• Goal of the exercise
Retype all of the data exactly as given.
====== Dataset excerpts
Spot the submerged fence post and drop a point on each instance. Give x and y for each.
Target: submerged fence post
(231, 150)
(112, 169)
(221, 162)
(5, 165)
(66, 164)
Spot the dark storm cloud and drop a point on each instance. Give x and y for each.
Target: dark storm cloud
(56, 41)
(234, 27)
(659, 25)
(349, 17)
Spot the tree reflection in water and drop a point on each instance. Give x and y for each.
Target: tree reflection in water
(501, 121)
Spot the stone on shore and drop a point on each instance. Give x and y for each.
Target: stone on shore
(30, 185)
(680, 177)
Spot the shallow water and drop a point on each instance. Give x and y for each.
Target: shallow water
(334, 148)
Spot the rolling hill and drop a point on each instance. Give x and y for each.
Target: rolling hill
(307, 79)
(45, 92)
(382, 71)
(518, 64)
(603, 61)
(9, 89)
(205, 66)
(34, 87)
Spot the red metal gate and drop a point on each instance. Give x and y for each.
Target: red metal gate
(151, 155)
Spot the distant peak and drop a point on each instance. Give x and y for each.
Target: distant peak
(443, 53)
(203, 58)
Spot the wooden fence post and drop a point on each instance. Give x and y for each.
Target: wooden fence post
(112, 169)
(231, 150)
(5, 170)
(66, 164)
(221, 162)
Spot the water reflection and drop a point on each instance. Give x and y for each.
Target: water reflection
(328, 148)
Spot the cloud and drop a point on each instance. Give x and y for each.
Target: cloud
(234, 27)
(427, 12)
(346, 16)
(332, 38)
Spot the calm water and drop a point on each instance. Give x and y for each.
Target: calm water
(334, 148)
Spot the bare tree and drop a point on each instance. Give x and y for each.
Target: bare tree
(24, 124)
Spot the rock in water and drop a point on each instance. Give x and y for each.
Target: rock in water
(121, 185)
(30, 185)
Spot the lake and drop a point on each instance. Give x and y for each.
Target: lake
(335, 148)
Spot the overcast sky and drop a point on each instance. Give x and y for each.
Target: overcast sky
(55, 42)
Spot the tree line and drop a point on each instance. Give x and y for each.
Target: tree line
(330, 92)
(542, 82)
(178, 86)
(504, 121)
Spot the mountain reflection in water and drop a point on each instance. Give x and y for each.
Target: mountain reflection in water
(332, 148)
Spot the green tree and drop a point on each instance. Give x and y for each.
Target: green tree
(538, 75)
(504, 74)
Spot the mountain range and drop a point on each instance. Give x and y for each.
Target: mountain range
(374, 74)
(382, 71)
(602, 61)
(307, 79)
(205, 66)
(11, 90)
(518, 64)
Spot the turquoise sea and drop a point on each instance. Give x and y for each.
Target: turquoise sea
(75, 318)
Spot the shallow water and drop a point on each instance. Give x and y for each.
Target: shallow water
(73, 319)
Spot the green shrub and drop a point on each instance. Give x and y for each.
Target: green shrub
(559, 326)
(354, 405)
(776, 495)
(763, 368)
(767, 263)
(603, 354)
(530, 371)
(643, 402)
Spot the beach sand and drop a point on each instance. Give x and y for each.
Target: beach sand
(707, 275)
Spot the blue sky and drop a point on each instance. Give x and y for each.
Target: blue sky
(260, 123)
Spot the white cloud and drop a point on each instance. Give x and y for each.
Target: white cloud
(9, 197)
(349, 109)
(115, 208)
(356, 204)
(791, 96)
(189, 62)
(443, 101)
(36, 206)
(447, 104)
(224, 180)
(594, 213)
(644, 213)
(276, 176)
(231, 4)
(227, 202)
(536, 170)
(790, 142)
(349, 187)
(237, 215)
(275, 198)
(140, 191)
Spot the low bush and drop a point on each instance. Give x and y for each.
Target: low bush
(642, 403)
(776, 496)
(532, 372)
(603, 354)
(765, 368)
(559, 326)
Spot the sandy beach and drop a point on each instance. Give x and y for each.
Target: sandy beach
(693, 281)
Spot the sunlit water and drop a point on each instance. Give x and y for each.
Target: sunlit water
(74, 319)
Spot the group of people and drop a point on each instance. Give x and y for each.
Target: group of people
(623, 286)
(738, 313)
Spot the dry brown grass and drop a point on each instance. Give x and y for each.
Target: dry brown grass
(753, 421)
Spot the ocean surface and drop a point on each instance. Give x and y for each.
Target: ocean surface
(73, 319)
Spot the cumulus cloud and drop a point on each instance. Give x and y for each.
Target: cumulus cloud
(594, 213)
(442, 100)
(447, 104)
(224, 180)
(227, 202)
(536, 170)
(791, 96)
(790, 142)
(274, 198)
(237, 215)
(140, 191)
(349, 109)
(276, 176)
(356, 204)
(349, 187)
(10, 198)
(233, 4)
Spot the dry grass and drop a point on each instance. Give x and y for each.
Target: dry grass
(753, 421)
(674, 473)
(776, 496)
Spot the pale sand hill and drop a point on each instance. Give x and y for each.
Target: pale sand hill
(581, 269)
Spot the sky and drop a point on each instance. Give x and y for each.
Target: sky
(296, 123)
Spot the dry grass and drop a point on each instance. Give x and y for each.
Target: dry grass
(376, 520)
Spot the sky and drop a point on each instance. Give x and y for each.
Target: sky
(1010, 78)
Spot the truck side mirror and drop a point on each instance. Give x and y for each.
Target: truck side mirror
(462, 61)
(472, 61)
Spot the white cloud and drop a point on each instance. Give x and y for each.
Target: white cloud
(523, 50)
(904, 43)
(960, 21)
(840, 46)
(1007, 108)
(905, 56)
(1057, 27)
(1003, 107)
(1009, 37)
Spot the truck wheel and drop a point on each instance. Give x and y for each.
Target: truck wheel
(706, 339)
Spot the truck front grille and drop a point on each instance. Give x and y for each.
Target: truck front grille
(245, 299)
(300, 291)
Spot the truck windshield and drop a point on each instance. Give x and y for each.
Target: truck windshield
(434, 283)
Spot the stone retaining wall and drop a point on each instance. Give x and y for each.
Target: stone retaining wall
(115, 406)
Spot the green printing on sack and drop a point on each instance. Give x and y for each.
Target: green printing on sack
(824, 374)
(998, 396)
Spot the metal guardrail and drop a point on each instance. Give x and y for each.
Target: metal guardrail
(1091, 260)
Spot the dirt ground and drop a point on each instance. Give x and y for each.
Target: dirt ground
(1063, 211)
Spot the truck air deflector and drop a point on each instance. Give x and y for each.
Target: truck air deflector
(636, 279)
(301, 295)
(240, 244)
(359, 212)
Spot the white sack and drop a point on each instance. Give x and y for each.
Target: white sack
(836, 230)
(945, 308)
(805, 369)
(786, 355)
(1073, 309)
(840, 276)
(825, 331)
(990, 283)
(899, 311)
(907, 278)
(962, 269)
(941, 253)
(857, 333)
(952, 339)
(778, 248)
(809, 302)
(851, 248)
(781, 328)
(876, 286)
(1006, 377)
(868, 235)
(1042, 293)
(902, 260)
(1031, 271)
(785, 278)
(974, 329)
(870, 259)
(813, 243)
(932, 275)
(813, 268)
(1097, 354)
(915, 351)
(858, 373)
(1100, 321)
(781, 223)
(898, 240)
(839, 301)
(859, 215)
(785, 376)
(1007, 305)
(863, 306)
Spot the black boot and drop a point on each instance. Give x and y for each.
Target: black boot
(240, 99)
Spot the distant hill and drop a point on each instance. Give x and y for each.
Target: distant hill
============
• Reply
Spot the submerged fence post and drop a point on each instance. Give x and y for each.
Target: submerged fence post
(231, 150)
(112, 169)
(221, 162)
(5, 165)
(66, 164)
Spot the dark storm cloud and drop a point on each instance. Give x and y for each.
Target: dark storm cloud
(56, 41)
(234, 27)
(659, 25)
(349, 17)
Spot the tree reflection in water and drop a point on each instance. Give x and y for each.
Target: tree reflection in water
(501, 121)
Spot the stone on shore and drop a point on each instance. Give x and y for each.
Target: stone on shore
(30, 185)
(680, 177)
Spot the shallow water and drop a point on each instance. Give x and y for each.
Target: shallow water
(334, 148)
Spot the rolling hill and drop a point on each instance. Give x and y for each.
Target: rolling hill
(307, 79)
(45, 92)
(382, 71)
(518, 64)
(603, 61)
(9, 89)
(205, 66)
(34, 87)
Spot the red metal gate and drop a point on each instance. Give x and y for each.
Target: red metal gate
(151, 155)
Spot the distant peak and drop a point on each instance. Give x and y for each.
Target: distant peak
(443, 53)
(203, 58)
Spot the wooden fence post and drop a point on each instance. Give x and y for each.
Target: wooden fence post
(112, 169)
(231, 150)
(5, 170)
(66, 164)
(221, 162)
Spot the water reflection and drop a point on each instance. Give x and y for each.
Target: water reflection
(328, 148)
Spot the cloud and drop a point on each instance. Give x and y for each.
Target: cloud
(234, 27)
(427, 12)
(346, 16)
(332, 38)
Spot the calm water and drop a point on each instance. Give x and y for each.
Target: calm water
(334, 148)
Spot the bare tree and drop a point on each instance. Give x and y for each.
Target: bare tree
(24, 124)
Spot the rock in water and drop a point on each instance. Give x and y for each.
Target: rock in water
(121, 185)
(30, 185)
Spot the lake and drop a point on each instance. Give x and y for each.
Target: lake
(335, 148)
Spot the overcast sky and drop a point on each instance. Give x and y for each.
Target: overcast sky
(55, 42)
Spot the tree line and drop a point on each instance. Give x and y for each.
Target: tree line
(330, 92)
(542, 82)
(178, 86)
(504, 121)
Spot the mountain reflection in water and drop a point on each instance. Give x and y for each.
Target: mountain reflection in water
(332, 148)
Spot the green tree and drop a point on each instance. Give x and y for each.
Target: green tree
(538, 75)
(504, 74)
Spot the mountain range and drop a point on each instance. Give x and y for each.
Target: mountain range
(374, 74)
(382, 71)
(602, 61)
(307, 79)
(205, 66)
(11, 90)
(518, 64)
Spot the turquoise sea and drop a point on each instance. Give x and y for each.
Target: turquoise sea
(75, 318)
Spot the shallow water and drop a point on each instance. Give x and y for each.
Target: shallow water
(73, 319)
Spot the green shrub and drop a point on each instance. Give x and y for each.
Target: green shrub
(559, 326)
(354, 405)
(776, 495)
(763, 368)
(767, 263)
(603, 354)
(530, 371)
(643, 402)
Spot the beach sand and drop a point on each instance. Give x and y for each.
Target: beach sand
(707, 275)
Spot the blue sky and drop a point on each instance. Give x and y for each.
Target: blue sky
(260, 123)
Spot the white cloud and drop a point on each instance. Give x and y for each.
Target: white cloud
(9, 197)
(349, 109)
(115, 208)
(356, 204)
(791, 96)
(189, 62)
(443, 101)
(36, 206)
(447, 104)
(224, 180)
(594, 213)
(644, 213)
(276, 176)
(231, 4)
(227, 202)
(536, 170)
(790, 142)
(349, 187)
(237, 215)
(275, 198)
(140, 191)
Spot the low bush and drop a point on each instance. Give x and y for each.
Target: low bush
(642, 403)
(776, 496)
(532, 372)
(603, 354)
(765, 368)
(559, 326)
Spot the sandy beach and drop a point on each instance. Give x and y for each.
Target: sandy beach
(693, 281)
Spot the sunlit water and drop a point on each instance. Give x and y for each.
Target: sunlit water
(74, 319)
Spot the group of people and drop a point on each instance. Give x and y for each.
Target: group of people
(623, 286)
(738, 313)
Spot the dry brown grass and drop a point on each instance. Give x and y for each.
Target: dry brown grass
(753, 421)
Spot the ocean surface and drop a point on each instance. Give x and y for each.
Target: ocean surface
(73, 319)
Spot the cumulus cloud and drop a point on each instance. Give x and y for each.
Target: cumulus cloud
(594, 213)
(442, 100)
(447, 104)
(224, 180)
(227, 202)
(536, 170)
(791, 96)
(790, 142)
(274, 198)
(237, 215)
(140, 191)
(349, 109)
(276, 176)
(356, 204)
(349, 187)
(10, 198)
(233, 4)
Spot the dry grass and drop a point on each instance. Give x and y for each.
Target: dry grass
(753, 421)
(674, 473)
(776, 496)
Spot the pale sand hill and drop a point on each instance. Give x and y for each.
Target: pale sand hill
(581, 269)
Spot the sky and drop a point on each instance. Give x and y for each.
Target: sky
(296, 123)
Spot the dry grass and drop a point on each instance. Give x and y for each.
Target: dry grass
(376, 520)
Spot the sky and drop a point on each instance. Give x and y for each.
Target: sky
(1010, 78)
Spot the truck side mirror and drop a point on each instance. Give x and y for each.
Target: truck side mirror
(462, 61)
(472, 61)
Spot the white cloud and drop a point on each instance. Give x and y for each.
Target: white cloud
(523, 50)
(904, 43)
(960, 21)
(840, 46)
(1007, 108)
(905, 56)
(1057, 27)
(1003, 107)
(1009, 37)
Spot the truck wheel and drop a point on each instance. Give x and y for each.
Target: truck wheel
(706, 339)
Spot the truck front grille and drop a point on each instance. Give x and y for each.
Target: truck front grille
(245, 299)
(300, 291)
Spot the truck windshield and drop a point on each instance. Give x and y for each.
Target: truck windshield
(434, 283)
Spot the stone retaining wall and drop a point on each instance. Give x and y for each.
Target: stone retaining wall
(115, 406)
Spot the green printing on sack and drop a point on each instance. Give x and y for each.
Target: green printing on sack
(824, 374)
(998, 396)
Spot the metal guardrail and drop a point on each instance. Give x and y for each.
Target: metal guardrail
(1091, 260)
Spot the dirt ground and drop a point on each instance. Give x and y for each.
Target: dirt ground
(1063, 211)
Spot the truck air deflector and drop a point on each instance. Give x and y for each.
Target: truck air deflector
(636, 279)
(301, 295)
(240, 244)
(359, 212)
Spot the white sack and drop a point on each instance. Give x and y for each.
Target: white sack
(836, 230)
(945, 308)
(805, 369)
(786, 355)
(1073, 309)
(840, 276)
(825, 331)
(990, 283)
(899, 311)
(907, 278)
(962, 269)
(941, 253)
(857, 333)
(952, 339)
(778, 248)
(809, 302)
(851, 248)
(781, 328)
(876, 286)
(1006, 377)
(868, 235)
(1042, 293)
(902, 260)
(1031, 271)
(785, 278)
(974, 329)
(870, 259)
(813, 243)
(932, 275)
(813, 268)
(1097, 354)
(915, 351)
(858, 373)
(1100, 321)
(781, 223)
(898, 240)
(839, 301)
(859, 215)
(785, 376)
(1007, 305)
(863, 306)
Spot the black boot and drop a point on each instance. Give x and y for each.
Target: black boot
(240, 99)
Spot the distant hill and drop a point on each instance. Give x and y for each.
Target: distant hill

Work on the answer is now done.